INPUT MATERIAL:
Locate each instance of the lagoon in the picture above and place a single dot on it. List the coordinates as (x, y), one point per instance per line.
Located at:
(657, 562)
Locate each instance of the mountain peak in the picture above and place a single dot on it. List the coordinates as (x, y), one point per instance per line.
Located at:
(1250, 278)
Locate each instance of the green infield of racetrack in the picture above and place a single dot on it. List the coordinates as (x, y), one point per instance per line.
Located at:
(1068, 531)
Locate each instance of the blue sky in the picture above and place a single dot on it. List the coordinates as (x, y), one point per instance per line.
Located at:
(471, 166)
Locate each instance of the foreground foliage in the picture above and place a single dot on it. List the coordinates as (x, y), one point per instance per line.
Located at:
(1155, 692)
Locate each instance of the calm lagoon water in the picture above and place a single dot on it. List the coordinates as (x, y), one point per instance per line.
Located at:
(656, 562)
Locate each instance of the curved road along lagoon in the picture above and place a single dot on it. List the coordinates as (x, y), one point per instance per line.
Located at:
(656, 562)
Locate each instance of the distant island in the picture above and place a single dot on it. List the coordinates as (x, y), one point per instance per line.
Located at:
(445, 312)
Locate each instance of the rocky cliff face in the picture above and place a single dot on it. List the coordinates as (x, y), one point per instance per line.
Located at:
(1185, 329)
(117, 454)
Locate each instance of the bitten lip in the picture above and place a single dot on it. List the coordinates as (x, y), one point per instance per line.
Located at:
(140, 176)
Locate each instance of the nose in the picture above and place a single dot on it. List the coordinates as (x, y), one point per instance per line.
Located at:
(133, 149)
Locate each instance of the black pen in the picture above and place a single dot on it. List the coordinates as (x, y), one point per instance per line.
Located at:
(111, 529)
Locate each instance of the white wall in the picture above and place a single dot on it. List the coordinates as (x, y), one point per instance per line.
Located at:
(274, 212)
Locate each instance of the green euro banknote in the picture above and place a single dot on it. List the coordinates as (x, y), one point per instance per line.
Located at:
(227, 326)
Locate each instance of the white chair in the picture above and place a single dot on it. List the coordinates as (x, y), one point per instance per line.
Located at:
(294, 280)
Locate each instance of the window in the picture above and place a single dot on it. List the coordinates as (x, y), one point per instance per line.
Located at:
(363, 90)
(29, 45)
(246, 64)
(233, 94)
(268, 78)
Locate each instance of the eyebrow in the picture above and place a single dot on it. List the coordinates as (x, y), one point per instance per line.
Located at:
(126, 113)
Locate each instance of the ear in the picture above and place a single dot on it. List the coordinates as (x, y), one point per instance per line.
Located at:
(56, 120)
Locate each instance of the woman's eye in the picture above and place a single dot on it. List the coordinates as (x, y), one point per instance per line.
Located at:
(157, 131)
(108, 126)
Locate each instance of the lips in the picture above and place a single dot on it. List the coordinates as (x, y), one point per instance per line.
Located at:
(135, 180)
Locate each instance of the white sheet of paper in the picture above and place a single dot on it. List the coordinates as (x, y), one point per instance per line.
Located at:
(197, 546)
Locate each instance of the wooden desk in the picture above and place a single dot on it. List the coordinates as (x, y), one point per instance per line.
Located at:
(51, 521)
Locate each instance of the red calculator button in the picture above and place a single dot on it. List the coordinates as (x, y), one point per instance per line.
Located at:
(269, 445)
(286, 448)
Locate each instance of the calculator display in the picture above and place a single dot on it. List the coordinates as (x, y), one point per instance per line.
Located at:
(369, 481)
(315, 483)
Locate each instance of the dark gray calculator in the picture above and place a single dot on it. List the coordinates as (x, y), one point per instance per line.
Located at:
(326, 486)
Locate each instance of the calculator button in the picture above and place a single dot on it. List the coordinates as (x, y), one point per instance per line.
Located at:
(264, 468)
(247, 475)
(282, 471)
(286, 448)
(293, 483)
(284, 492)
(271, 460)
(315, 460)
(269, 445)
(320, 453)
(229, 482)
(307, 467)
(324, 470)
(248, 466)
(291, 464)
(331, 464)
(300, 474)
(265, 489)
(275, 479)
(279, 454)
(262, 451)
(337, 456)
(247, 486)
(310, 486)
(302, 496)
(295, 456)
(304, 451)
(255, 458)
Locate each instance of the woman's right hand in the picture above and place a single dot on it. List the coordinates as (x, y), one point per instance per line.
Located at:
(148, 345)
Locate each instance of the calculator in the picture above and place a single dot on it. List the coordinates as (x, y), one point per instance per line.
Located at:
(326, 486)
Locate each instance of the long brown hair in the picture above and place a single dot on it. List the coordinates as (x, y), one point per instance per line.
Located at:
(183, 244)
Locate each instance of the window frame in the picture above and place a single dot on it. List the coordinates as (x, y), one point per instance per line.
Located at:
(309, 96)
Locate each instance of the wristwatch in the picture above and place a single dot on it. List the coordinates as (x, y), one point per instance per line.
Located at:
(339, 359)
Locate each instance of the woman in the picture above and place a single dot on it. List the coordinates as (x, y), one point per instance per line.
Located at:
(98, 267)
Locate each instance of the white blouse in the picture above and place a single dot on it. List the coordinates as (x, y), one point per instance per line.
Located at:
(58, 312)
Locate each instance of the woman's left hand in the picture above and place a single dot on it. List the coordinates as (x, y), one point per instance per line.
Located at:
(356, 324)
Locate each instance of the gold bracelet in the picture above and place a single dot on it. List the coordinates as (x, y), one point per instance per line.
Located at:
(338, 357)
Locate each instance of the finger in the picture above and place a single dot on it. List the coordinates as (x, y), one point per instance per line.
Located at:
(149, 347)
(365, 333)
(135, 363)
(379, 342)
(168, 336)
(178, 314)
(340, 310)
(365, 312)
==
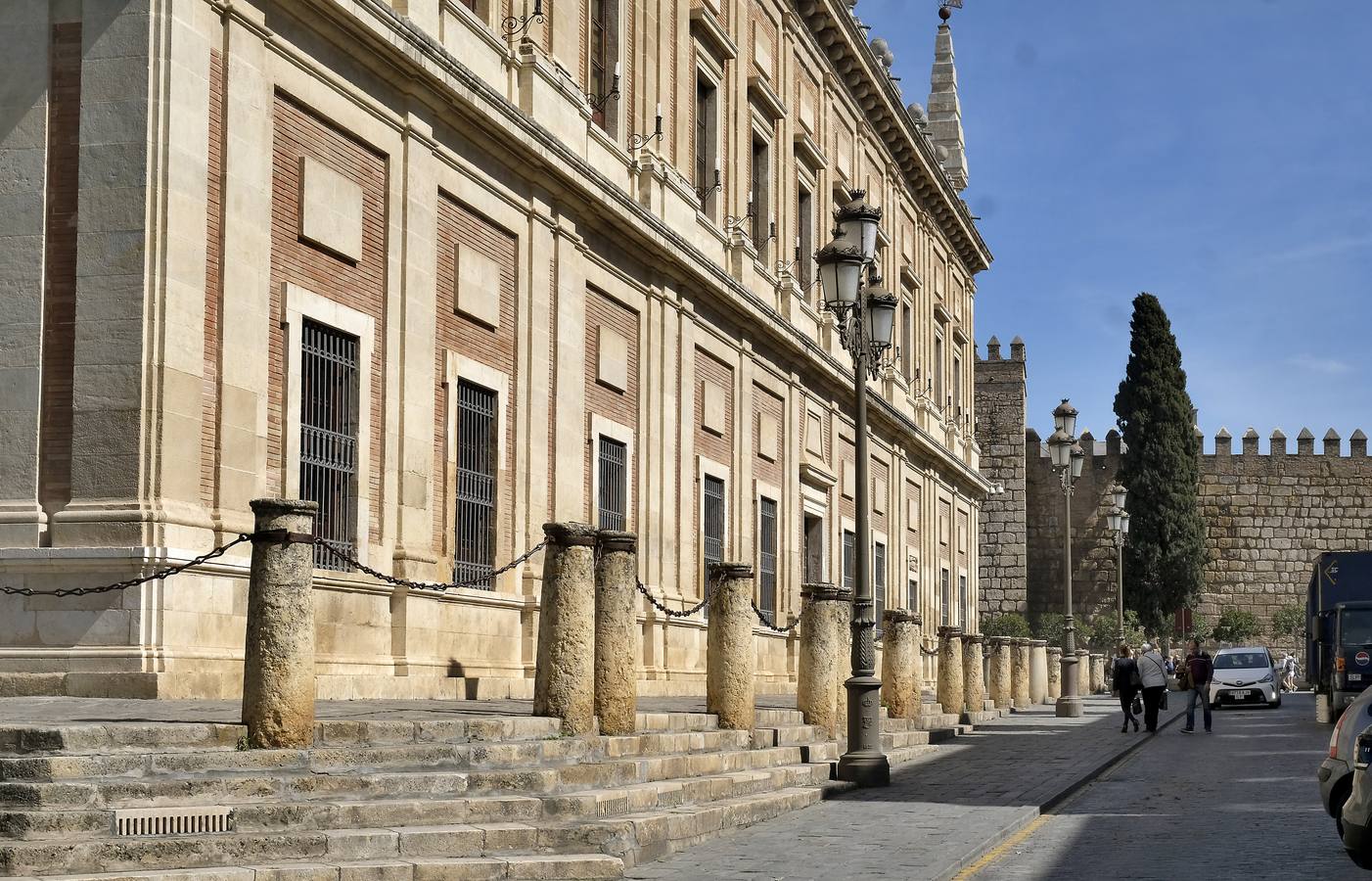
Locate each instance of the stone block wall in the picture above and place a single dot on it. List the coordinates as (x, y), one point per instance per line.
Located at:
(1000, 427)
---
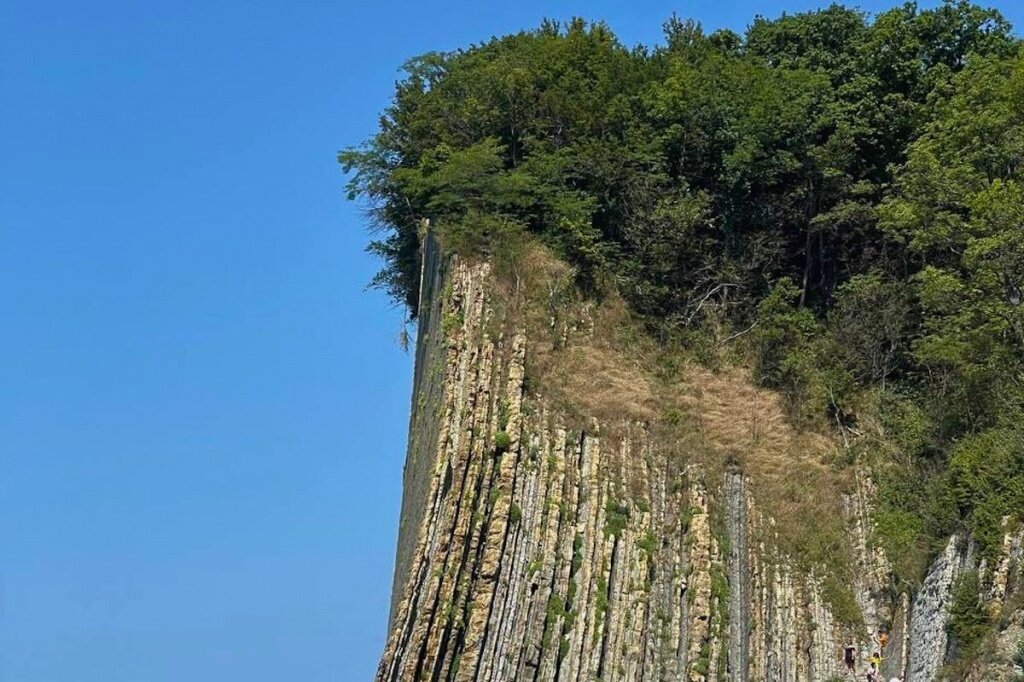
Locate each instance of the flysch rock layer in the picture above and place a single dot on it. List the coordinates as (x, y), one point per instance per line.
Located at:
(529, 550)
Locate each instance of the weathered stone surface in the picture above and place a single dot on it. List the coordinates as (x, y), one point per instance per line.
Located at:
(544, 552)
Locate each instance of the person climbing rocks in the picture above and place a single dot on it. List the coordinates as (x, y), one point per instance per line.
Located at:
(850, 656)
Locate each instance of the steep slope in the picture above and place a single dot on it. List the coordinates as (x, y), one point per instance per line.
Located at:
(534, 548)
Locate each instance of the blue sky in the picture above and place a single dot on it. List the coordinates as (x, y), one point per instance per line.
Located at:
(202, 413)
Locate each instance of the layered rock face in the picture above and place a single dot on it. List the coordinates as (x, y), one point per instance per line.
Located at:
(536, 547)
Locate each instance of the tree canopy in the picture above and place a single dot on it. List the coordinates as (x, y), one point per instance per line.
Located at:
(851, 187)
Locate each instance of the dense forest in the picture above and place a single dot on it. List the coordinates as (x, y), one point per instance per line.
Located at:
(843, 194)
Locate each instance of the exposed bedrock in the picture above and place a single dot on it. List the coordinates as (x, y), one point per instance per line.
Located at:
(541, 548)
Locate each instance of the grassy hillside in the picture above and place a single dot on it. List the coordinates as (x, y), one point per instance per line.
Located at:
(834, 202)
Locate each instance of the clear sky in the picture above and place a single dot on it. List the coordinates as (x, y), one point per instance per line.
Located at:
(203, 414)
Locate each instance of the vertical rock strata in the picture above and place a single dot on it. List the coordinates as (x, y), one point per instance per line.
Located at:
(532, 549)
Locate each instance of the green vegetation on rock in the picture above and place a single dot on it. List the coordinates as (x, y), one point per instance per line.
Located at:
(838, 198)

GOAL OF THE EXERCISE: What lines above hold the word "button"? Pull each one out.

FINAL ANSWER:
Locate each instance of the red calculator button in the picture above and place a single dot on it. List the coordinates as (x, y), one point per instance per line.
Locate each instance of the calculator button in the picture above and place a single dot on it. List the coordinates as (x, y), one point per instance per line.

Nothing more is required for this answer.